*** ROHDATEN

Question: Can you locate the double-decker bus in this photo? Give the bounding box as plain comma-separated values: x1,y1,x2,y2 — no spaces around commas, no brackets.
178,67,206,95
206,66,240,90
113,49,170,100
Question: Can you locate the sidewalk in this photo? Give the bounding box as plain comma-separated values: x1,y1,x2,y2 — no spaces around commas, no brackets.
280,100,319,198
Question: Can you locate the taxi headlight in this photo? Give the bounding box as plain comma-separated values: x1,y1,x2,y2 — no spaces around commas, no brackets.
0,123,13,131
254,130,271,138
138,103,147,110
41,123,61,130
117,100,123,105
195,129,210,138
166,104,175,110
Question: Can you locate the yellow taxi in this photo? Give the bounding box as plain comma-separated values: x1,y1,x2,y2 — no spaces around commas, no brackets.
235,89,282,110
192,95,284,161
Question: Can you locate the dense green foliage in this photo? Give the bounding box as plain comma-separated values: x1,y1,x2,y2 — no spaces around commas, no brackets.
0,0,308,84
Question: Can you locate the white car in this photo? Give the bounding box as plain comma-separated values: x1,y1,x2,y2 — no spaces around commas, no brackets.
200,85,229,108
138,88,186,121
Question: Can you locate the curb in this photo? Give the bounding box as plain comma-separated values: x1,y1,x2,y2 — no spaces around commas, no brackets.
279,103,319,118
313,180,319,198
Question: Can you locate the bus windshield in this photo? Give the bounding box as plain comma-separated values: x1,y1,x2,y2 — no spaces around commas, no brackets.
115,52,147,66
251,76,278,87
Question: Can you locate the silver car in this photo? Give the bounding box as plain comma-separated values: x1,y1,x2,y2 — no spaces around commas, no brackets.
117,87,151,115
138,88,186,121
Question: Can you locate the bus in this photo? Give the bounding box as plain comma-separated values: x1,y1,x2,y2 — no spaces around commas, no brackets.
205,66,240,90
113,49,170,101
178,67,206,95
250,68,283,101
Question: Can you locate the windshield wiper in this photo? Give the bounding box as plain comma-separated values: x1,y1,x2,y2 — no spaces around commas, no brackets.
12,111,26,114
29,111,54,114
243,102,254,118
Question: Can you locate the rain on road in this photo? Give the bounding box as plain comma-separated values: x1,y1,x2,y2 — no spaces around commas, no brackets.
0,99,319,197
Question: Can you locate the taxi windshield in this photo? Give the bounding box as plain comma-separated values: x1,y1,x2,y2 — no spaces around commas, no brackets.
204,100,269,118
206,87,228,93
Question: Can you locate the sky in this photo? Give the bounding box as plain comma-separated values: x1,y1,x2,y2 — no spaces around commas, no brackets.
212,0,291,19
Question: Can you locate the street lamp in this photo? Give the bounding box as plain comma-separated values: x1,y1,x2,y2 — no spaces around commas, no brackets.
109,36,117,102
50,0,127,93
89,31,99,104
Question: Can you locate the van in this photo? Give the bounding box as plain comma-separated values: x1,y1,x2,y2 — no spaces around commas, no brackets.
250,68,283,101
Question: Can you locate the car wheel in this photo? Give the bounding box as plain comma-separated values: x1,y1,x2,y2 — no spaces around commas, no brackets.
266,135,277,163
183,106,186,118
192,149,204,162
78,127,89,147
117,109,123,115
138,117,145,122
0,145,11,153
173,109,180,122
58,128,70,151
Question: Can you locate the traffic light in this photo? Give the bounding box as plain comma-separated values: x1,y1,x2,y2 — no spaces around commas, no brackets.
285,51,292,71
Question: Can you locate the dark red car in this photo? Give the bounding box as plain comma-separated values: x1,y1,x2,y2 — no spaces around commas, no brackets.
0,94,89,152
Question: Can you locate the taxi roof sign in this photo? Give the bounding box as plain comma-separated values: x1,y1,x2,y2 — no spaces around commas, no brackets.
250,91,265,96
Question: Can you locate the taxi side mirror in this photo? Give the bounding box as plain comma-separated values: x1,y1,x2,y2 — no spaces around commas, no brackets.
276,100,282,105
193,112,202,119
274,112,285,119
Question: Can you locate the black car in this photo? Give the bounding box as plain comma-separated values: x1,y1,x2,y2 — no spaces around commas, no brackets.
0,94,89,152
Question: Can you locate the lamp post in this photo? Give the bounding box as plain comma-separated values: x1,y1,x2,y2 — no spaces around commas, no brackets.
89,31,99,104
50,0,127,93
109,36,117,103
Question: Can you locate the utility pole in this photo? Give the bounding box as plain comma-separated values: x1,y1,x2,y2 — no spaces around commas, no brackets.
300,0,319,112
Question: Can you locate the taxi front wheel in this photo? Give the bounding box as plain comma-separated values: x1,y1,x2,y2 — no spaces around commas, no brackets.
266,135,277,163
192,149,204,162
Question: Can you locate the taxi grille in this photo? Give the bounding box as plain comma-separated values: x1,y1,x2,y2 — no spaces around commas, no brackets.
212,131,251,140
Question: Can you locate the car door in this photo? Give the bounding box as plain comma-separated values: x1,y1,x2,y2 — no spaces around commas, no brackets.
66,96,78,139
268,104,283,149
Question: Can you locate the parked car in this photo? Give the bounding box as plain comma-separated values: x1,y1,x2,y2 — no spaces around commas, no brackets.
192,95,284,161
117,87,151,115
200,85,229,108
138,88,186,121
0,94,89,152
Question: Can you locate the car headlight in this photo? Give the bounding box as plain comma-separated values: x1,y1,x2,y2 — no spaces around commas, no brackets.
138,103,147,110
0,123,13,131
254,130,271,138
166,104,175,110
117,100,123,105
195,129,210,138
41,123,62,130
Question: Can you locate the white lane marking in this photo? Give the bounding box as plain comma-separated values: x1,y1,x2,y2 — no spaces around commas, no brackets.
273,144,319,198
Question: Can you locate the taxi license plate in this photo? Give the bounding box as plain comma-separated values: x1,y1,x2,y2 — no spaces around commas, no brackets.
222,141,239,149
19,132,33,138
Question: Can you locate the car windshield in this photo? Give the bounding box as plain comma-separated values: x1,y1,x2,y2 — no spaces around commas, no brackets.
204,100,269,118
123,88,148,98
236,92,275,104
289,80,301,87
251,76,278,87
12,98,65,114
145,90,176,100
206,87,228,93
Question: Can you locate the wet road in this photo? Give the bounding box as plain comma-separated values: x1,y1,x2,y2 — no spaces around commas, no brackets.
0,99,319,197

******

# [AUFGABENSTELLUNG]
Schreibe sämtliche Einträge oben als Markdown-Tabelle mit den Spalten „Nr.“ und „Eintragszeile“ um, jede Zeile fortlaufend nummeriert. Leerzeilen lässt du weg.

# [LÖSUNG]
| Nr. | Eintragszeile |
|---|---|
| 1 | Question: Can you locate the double-decker bus in this photo? Give the bounding box as plain comma-separated values: x1,y1,x2,y2 — no spaces around commas, no brackets. |
| 2 | 178,67,206,95 |
| 3 | 206,66,240,90 |
| 4 | 113,49,170,100 |
| 5 | Question: Can you locate the sidewalk in this photo? Give the bounding box as plain comma-separated values: x1,y1,x2,y2 — no spaces around commas, no brackets. |
| 6 | 280,100,319,198 |
| 7 | Question: Can you locate the taxi headlight in this photo? Give the bounding box as plain comma-separated values: x1,y1,x2,y2 — no spaces around commas, no brackets. |
| 8 | 0,123,13,131 |
| 9 | 254,130,271,138 |
| 10 | 138,103,147,110 |
| 11 | 41,123,61,130 |
| 12 | 117,100,123,105 |
| 13 | 195,129,210,138 |
| 14 | 166,104,175,110 |
| 15 | Question: Can you locate the yellow taxi in this photo? Give the bounding box as plain comma-separated values: x1,y1,x2,y2 — no spaces around commas, no brackets. |
| 16 | 235,89,282,110 |
| 17 | 192,95,284,161 |
| 18 | Question: Can you locate the dense green foliage in this photo? Give the bounding box as plain comma-separated values: x1,y1,x2,y2 — no spaces around commas, no brackets. |
| 19 | 0,0,308,84 |
| 20 | Question: Can you locate the white car in this photo? Give the bounding box as plain comma-separated values: x1,y1,x2,y2 — no spaces around commas, no brackets. |
| 21 | 200,85,229,108 |
| 22 | 138,88,186,121 |
| 23 | Question: Can you locate the curb in this photo? Give the bounding box as plain comma-separated values: x1,y1,x2,y2 — no spaces around commas, no brackets. |
| 24 | 279,103,319,118 |
| 25 | 313,180,319,198 |
| 26 | Question: Can you locate the bus windshield in this photo? Give the bounding box as plain comma-separated values: x1,y1,x2,y2 — no spaces around commas, no brackets. |
| 27 | 115,52,147,66 |
| 28 | 251,76,278,87 |
| 29 | Question: Can you locate the silver car in this photo? Give the bounding box as plain comma-separated values: x1,y1,x2,y2 — no spaces around commas, no brackets. |
| 30 | 117,87,151,115 |
| 31 | 138,88,186,121 |
| 32 | Question: Can you locate the bus in this photo? Give the bounding box as plain comma-separated values: x1,y1,x2,y2 — no spaces around commas, no brackets. |
| 33 | 205,66,240,90 |
| 34 | 113,49,170,101 |
| 35 | 178,67,206,95 |
| 36 | 250,68,283,101 |
| 37 | Question: Can you locate the windshield wiper in this photo? Give the bounding box as plain comma-separated values: x1,y1,x2,y2 — no spaces around commas, no brackets. |
| 38 | 12,111,26,114 |
| 39 | 29,111,54,114 |
| 40 | 243,102,254,118 |
| 41 | Question: Can you locate the rain on road in this photo? Give the bounding box as plain comma-separated values: x1,y1,x2,y2 — no spaces around commas, no brackets. |
| 42 | 0,99,319,197 |
| 43 | Question: Can you locate the taxi windshield in this photo? Give the bounding box as plain comma-separated values: x1,y1,x2,y2 — no spaces around commas, no brackets. |
| 44 | 204,100,269,118 |
| 45 | 206,87,228,93 |
| 46 | Question: Can you locate the sky in this photo? Give the bounding box as plain comma-separated values: x1,y1,x2,y2 — no spaces around commas, no brackets. |
| 47 | 212,0,291,19 |
| 48 | Question: Can you locate the street lamp in this photo? Give the bounding box as plain comma-separated values: x1,y1,x2,y2 — no spaces around commas, no brackets. |
| 49 | 109,36,117,102 |
| 50 | 50,0,127,93 |
| 51 | 89,31,99,104 |
| 52 | Question: Can you locate the van in this photo? Give the bounding box as plain comma-separated values: x1,y1,x2,y2 — no spaces around commas, no brackets. |
| 53 | 250,68,283,101 |
| 54 | Question: Can you locate the car wheel in this photo? Give the bounding box as plain comma-separated values: x1,y1,x2,y2 — no spaces around commas, no brackets. |
| 55 | 266,135,277,163 |
| 56 | 183,106,186,118 |
| 57 | 192,149,204,162 |
| 58 | 78,127,89,147 |
| 59 | 117,109,123,115 |
| 60 | 138,117,145,122 |
| 61 | 0,145,11,153 |
| 62 | 173,109,180,122 |
| 63 | 58,128,70,151 |
| 64 | Question: Can you locate the traffic light in this photo? Give the bounding box as plain comma-separated values: x1,y1,x2,y2 — no spaces around commas, no brackets. |
| 65 | 285,51,292,71 |
| 66 | Question: Can you locate the dark red car in this photo? Give the bounding box as plain comma-separated values: x1,y1,x2,y2 — no spaces around commas, no brackets. |
| 67 | 0,94,89,152 |
| 68 | Question: Can you locate the taxi roof sign in this photo? Give the bounding box as plain comma-separated values: x1,y1,x2,y2 — no spaces around commas, no brackets. |
| 69 | 250,91,265,96 |
| 70 | Question: Can you locate the taxi side mirror in this photo? Give the bounding box as plain comma-separated values: x1,y1,x2,y2 — no spaces around commas, no brackets. |
| 71 | 276,100,282,105 |
| 72 | 193,112,202,119 |
| 73 | 274,112,285,119 |
| 74 | Question: Can you locate the black car in this photo? Give the bounding box as plain comma-separated values: x1,y1,x2,y2 — no spaces around commas, no brackets. |
| 75 | 0,94,89,152 |
| 76 | Question: Can you locate the lamp post in this photo? Give the bounding box as plain comma-separated values: x1,y1,x2,y2 — no spaces around commas, no brackets. |
| 77 | 89,31,99,104 |
| 78 | 50,0,127,93 |
| 79 | 109,36,117,103 |
| 80 | Question: Can you locate the utility pole in this photo? Give the bounding box as plain comma-separated values: x1,y1,x2,y2 — no spaces around commas, no brackets. |
| 81 | 300,0,319,112 |
| 82 | Question: Can you locate the taxi front wheel in this photo? Give the bounding box as plain comma-separated values: x1,y1,x2,y2 — no spaces around commas, no brackets. |
| 83 | 266,135,277,163 |
| 84 | 192,149,204,162 |
| 85 | Question: Can you locate the taxi grille in this photo? Give the bounding box as plain comma-separated values: x1,y1,x2,y2 — no spaces around commas, no brackets. |
| 86 | 212,131,251,140 |
| 87 | Question: Can you locate the car door in this photo? Give the bounding box as plain comma-separated values: x1,y1,x2,y2 — no spaces around commas, no brackets. |
| 88 | 66,96,78,139 |
| 89 | 268,104,283,149 |
| 90 | Question: Can you locate the parked car in this photo? Give the bounding box as plain comma-separated values: x1,y1,x2,y2 — no spaces around commas, no brackets. |
| 91 | 192,95,284,161 |
| 92 | 117,87,151,115 |
| 93 | 200,85,229,108 |
| 94 | 138,88,186,121 |
| 95 | 0,94,89,152 |
| 96 | Question: Can you locate the car headlight in this photo? Give the bounding box as plain comma-separated values: x1,y1,x2,y2 — no spaces around commas, no brackets. |
| 97 | 138,103,147,110 |
| 98 | 0,123,13,131 |
| 99 | 254,130,271,138 |
| 100 | 166,104,175,110 |
| 101 | 117,100,123,105 |
| 102 | 195,129,210,138 |
| 103 | 41,123,62,130 |
| 104 | Question: Can you locate the white lane marking in this photo? Give the bounding box as plain comma-separated values: x1,y1,x2,y2 — no spaces around commas, no brackets. |
| 105 | 273,144,319,198 |
| 106 | Question: Can you locate the taxi license plate in this photo? Give the bounding box as plain comma-separated values: x1,y1,x2,y2 — no spaces around commas, no brackets. |
| 107 | 222,141,239,149 |
| 108 | 19,132,33,138 |
| 109 | Question: Can you locate the car windshield in this photo? Give the bounding box as plain comma-separated values: x1,y1,x2,y2 — no spaces around commas, no brackets. |
| 110 | 204,100,269,118 |
| 111 | 123,88,148,98 |
| 112 | 236,92,275,104 |
| 113 | 289,80,301,87 |
| 114 | 251,76,278,87 |
| 115 | 12,98,65,114 |
| 116 | 145,90,176,100 |
| 117 | 206,87,228,93 |
| 118 | Question: Can you locate the wet road in this photo? Give the bounding box as plain comma-separated values: x1,y1,x2,y2 — no spaces around commas, no brackets. |
| 119 | 0,99,319,197 |